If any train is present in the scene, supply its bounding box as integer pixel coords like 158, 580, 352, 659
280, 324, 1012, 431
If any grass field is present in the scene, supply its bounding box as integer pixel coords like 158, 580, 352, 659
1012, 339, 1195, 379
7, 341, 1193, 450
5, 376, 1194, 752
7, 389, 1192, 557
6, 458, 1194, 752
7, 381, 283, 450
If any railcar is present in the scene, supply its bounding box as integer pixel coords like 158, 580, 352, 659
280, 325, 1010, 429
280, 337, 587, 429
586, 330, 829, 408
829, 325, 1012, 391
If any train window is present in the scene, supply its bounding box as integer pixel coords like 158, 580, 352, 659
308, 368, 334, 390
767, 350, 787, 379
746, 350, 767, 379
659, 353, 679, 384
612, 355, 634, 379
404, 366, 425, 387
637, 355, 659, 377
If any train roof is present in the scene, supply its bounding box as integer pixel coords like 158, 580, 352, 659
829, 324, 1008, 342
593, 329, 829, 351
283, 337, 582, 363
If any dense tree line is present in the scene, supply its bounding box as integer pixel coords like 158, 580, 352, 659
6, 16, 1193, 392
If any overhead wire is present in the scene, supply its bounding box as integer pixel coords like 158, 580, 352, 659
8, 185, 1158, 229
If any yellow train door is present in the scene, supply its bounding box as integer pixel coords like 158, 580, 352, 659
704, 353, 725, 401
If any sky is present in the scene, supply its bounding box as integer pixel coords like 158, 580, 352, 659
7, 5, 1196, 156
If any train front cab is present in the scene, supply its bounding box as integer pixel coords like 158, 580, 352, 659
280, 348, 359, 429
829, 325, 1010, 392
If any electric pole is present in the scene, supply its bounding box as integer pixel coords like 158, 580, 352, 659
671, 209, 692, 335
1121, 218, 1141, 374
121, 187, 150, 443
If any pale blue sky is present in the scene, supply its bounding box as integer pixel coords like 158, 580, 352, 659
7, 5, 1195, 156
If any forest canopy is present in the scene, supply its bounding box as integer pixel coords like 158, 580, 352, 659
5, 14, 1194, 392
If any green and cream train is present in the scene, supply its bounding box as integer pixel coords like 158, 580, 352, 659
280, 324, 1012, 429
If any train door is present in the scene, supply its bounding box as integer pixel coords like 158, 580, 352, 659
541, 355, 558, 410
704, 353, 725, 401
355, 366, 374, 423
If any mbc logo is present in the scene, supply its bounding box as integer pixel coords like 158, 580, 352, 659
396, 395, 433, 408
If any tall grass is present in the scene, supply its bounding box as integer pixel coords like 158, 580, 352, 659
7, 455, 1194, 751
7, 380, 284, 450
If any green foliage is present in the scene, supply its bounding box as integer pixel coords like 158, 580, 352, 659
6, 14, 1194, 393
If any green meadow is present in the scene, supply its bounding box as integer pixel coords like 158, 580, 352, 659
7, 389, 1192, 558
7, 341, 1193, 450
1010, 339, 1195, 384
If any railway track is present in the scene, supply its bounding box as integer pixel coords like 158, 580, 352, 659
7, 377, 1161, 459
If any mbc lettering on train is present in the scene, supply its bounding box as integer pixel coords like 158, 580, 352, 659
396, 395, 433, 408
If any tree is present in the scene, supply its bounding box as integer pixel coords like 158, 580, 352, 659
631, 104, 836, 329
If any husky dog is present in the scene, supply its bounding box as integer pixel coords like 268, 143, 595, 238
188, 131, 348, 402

══════════════════════════════

(TASK PROMPT)
Arrange the lines above as a JSON list of strings, with one string for each line and no blank lines.

(RESULT FOR THIS EXERCISE)
[
  "If any train is present in the scene, supply its bounding box as integer pixel coords like 158, 580, 352, 659",
  "280, 324, 1012, 431",
  "If any grass field is present in the scene, supply its bounding box as integer pixel coords like 158, 580, 352, 659",
  "1012, 339, 1195, 379",
  "7, 341, 1193, 450",
  "5, 376, 1194, 752",
  "7, 389, 1192, 557",
  "6, 458, 1194, 752",
  "7, 381, 283, 450",
  "If any railcar is present in the scene, supply its bounding box as integer pixel coords like 158, 580, 352, 659",
  "280, 325, 1010, 429",
  "280, 337, 587, 429",
  "586, 330, 829, 408",
  "829, 325, 1012, 391",
  "If any train window is present in the scene, supply its bounding box as integer pixel coords like 158, 580, 352, 659",
  "308, 368, 334, 390",
  "767, 350, 787, 379",
  "746, 350, 767, 379",
  "659, 353, 679, 384",
  "612, 355, 634, 379",
  "404, 366, 425, 387",
  "637, 355, 659, 377",
  "If any train roof is present in the scene, supply its bounding box as integer pixel coords like 158, 580, 352, 659",
  "829, 324, 1008, 342",
  "593, 329, 829, 351",
  "283, 337, 582, 363",
  "If any dense tree line is present in the scene, supply its bounding box as integer pixel coords like 158, 580, 352, 659",
  "6, 16, 1193, 392",
  "If any overhead wire is present in the scene, supply its bounding box as integer pixel coords like 158, 580, 352, 659",
  "8, 185, 1158, 229",
  "If any yellow train door is present in the scene, supply its bounding box as integer pixel coords like 158, 580, 352, 659",
  "704, 353, 725, 401",
  "If any sky is present in the scene, supply its bounding box as integer pixel coords like 158, 580, 352, 659",
  "7, 5, 1196, 156",
  "If any train front cab is present in the scene, supply its bounding box as integer pixel coords like 158, 580, 352, 659",
  "280, 348, 359, 429",
  "829, 325, 1010, 392",
  "If any electric pole is present in the scene, supply its bounding box as integer pixel coords like 158, 580, 352, 659",
  "671, 209, 692, 335",
  "1121, 218, 1141, 374",
  "121, 187, 150, 443",
  "If any pale blue sky is present in the scene, supply its bounding box as integer pixel coords like 158, 580, 352, 659",
  "7, 5, 1195, 156",
  "If any forest canopy is present in the scene, supply its bounding box as integer pixel coords like 158, 580, 352, 659",
  "5, 14, 1194, 392",
  "If any green and cream train is present in the scene, supply its bounding box as integer pixel coords like 158, 580, 352, 659",
  "280, 324, 1012, 429",
  "If any train door is present in the scene, supply its bounding box as integer pixel coords like 158, 580, 352, 659",
  "541, 355, 558, 410",
  "704, 353, 725, 401",
  "355, 366, 374, 423",
  "If any mbc logo is present in the scene, supply its bounding box as integer pixel coords like 158, 580, 352, 659",
  "396, 395, 433, 408",
  "If any tall grass is present in the scene, supply its bounding box as integer pixel coords like 158, 580, 352, 659",
  "7, 455, 1194, 751",
  "7, 380, 284, 450",
  "If any green foliage is present in the scene, supply its bounding box as integer pixel coords like 158, 580, 352, 659",
  "6, 14, 1194, 393",
  "If any green meadow is present in the scene, supply its bounding box as integer pixel coords like 158, 580, 352, 659",
  "7, 389, 1192, 558",
  "7, 341, 1193, 450",
  "1010, 339, 1195, 384",
  "If any railway track is present in the scene, supply its bounding box as integer pixel coords like 158, 580, 352, 659",
  "7, 377, 1161, 459",
  "If any mbc lettering on train is present in the scene, supply its bounding box as integer pixel coords like 158, 580, 352, 659",
  "396, 395, 433, 408",
  "If any tree is present in the scene, supply its bounding box as integer pixel coords like 158, 580, 352, 659",
  "631, 104, 836, 329",
  "If any husky dog is present in the scene, supply its bounding box as integer pixel coords like 268, 143, 595, 238",
  "188, 131, 348, 402"
]